#### Given problem
Convert the part of the items that opens with the line containing "Would you mind marking the side" and runs through the end of the items into a two-column CSV with the headers text and answer. Write one row per item, put each field in double quotes, and replace line breaks with spaces.

#### Record excerpts

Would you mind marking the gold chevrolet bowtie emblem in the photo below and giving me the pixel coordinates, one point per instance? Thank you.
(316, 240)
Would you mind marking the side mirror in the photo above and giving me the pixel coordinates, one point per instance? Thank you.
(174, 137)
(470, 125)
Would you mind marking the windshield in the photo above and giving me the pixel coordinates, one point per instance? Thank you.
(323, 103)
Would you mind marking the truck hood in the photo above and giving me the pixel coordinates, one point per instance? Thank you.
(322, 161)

#### Complete answer
text,answer
"Would you mind marking the side mirror in the photo above and giving me the pixel coordinates, one point per instance? Thank you.","(174, 137) (470, 125)"
"Would you mind marking the windshield in the photo above and giving me the pixel coordinates, one point per instance? Thank you.","(323, 103)"
"Would you mind marking the truck hood in the photo above and giving me the pixel coordinates, one point per instance? Thank you.","(322, 161)"